--- LIST OF TASKS ---
**a.** In the comment thread, how many years has the writer of the longer comment been a born again Christian?
**b.** Quote the comment thread starting at "1. I was given" and ending at "with it daily.".

--- PAGE EXTRACT ---
+ + + + + + +


    Liked by 3 people

      1. I was given that visual awhile back. Gives you some room to give yourself a break and not be hard on yourself. The need for perfectionism can corner us and make us feel so inadequate. I struggle with it daily.

        Liked by 2 people

  4. Hello fam, I read this when you posted it, and started to respond but wasn’t content with what I had to say. I can tell you this, many of us are not as mature as we’d like to be or expect to be,however long we’ve been in Christ. As for me, a born again Christian these past 15 years, some things get easier with experience and further understanding. Some troubles remain. I grew apart from some friends, some very old, and that was hard. I grew weary of social media, fb predominantly, and politics of late. I cancelled my subscription to the worldly rhetoric. That too is hard, with something like a sense that now that I’m not engaging on social media like I was, wow now I’m nolonger connected to many people and missing out. Hogwash, as they say. Im not missing anything, those who care for me can still call me, email, meet up, come visit, make plans to go out. Not many do. That’s ok. We all probably realise we don’t really have 900 friends, but blessed to have one or a few really close ones who really know and get us.

+ + + + + + +

--- DATA FOR ANALYSIS ---
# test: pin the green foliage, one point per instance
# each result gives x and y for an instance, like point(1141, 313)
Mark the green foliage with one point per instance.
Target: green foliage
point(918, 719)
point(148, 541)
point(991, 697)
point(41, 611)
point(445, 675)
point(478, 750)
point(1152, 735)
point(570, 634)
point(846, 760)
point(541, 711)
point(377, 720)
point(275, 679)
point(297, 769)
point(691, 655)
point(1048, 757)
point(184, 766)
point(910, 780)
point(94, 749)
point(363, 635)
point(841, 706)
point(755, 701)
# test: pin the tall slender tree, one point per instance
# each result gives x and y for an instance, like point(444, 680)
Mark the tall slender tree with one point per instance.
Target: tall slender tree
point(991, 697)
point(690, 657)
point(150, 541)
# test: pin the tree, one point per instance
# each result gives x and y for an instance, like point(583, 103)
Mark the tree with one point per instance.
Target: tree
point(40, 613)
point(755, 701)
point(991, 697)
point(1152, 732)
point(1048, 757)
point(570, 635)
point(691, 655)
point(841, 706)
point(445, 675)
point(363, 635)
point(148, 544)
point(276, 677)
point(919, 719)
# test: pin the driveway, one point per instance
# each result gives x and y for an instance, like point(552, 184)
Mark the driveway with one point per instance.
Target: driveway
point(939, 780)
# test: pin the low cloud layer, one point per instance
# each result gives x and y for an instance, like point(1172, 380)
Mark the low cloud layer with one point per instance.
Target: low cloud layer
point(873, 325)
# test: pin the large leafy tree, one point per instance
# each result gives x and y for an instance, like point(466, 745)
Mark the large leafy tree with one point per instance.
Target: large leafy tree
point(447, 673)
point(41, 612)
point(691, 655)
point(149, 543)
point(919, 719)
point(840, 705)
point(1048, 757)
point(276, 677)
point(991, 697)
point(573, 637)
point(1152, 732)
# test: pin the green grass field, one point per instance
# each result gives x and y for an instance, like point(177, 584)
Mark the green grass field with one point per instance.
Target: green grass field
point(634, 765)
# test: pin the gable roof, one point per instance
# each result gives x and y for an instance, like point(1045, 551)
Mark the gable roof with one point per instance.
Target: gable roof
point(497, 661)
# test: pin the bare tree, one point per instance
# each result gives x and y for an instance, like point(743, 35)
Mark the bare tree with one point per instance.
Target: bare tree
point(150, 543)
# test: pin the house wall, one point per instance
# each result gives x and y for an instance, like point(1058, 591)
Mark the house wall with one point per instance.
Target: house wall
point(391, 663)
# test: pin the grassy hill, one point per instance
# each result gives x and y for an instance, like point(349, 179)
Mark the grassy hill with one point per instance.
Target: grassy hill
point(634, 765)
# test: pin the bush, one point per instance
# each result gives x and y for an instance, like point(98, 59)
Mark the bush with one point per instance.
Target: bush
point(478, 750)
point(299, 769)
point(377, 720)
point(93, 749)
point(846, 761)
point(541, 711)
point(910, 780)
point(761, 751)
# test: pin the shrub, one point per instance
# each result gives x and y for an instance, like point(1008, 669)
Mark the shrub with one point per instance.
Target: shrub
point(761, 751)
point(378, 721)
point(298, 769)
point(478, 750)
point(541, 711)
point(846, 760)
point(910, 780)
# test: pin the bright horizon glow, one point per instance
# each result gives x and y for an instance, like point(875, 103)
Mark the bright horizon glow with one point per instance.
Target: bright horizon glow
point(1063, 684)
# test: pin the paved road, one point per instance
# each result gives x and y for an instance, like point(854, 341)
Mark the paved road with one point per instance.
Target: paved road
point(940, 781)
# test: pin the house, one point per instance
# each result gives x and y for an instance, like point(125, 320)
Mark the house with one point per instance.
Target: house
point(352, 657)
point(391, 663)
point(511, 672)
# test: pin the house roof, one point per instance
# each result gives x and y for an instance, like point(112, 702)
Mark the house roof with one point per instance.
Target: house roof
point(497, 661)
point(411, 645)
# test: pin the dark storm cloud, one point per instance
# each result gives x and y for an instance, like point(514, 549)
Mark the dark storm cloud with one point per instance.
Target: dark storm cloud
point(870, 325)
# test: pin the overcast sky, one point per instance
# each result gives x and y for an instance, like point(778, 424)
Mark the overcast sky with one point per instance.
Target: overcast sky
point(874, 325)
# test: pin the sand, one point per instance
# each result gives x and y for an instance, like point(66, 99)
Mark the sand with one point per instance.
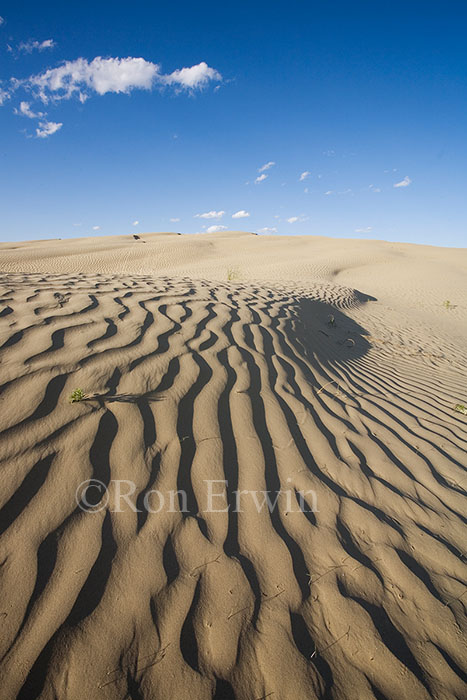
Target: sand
point(239, 363)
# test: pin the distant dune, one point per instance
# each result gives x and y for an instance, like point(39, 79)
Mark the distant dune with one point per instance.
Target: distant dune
point(320, 373)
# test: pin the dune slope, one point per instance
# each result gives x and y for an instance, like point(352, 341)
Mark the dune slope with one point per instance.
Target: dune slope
point(335, 403)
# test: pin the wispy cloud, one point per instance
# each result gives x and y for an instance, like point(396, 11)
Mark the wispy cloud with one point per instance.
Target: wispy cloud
point(120, 75)
point(4, 96)
point(266, 166)
point(46, 129)
point(30, 46)
point(403, 183)
point(25, 111)
point(82, 78)
point(214, 229)
point(210, 215)
point(194, 78)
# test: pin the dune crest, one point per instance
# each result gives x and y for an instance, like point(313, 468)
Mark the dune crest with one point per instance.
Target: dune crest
point(326, 393)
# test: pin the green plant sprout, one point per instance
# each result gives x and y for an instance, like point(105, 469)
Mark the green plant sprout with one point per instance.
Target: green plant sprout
point(77, 395)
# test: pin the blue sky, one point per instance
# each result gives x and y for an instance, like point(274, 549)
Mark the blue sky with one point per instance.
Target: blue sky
point(360, 106)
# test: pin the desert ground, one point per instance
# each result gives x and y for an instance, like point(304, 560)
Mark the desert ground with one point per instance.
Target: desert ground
point(322, 371)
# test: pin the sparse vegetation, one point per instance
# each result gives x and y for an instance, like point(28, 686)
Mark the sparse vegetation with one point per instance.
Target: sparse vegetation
point(77, 395)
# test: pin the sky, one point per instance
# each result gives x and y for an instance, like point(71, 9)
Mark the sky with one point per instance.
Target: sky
point(345, 119)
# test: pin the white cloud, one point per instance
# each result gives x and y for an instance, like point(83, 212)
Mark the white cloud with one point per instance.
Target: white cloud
point(46, 129)
point(4, 96)
point(119, 75)
point(210, 215)
point(196, 77)
point(214, 229)
point(266, 166)
point(101, 75)
point(403, 183)
point(30, 46)
point(26, 111)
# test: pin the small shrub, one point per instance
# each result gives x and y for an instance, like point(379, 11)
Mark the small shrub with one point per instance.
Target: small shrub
point(77, 395)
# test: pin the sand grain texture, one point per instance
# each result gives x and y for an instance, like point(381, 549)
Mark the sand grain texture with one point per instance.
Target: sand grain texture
point(273, 364)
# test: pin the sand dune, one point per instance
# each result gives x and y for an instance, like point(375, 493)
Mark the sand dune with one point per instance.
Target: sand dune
point(235, 363)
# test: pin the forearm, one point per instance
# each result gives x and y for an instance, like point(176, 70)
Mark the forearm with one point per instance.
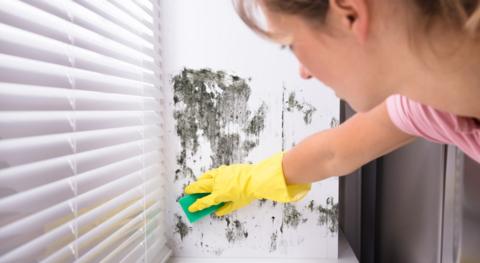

+ + + + + + +

--- PROBLEM SOLUTIONS ---
**a.** 15 years.

**b.**
1. I was given that visual awhile back. Gives you some room to give yourself a break and not be hard on yourself. The need for perfectionism can corner us and make us feel so inadequate. I struggle with it daily.